## What is needed
Copy the listing below with every "pink hibiscus flower" replaced by "red hibiscus flower", and leave everything else unchanged.

## Working data
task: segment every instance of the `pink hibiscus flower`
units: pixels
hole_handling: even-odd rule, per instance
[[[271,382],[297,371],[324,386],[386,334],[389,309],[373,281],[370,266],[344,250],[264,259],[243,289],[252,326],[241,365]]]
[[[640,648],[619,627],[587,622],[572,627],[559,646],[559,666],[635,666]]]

## The completed task
task: segment every instance of the `red hibiscus flower`
units: pixels
hole_handling: even-odd rule, per instance
[[[271,382],[297,371],[324,386],[386,334],[389,309],[373,281],[370,266],[344,250],[264,259],[243,289],[252,326],[241,365]]]
[[[640,648],[619,627],[587,622],[572,627],[559,646],[559,666],[635,666]]]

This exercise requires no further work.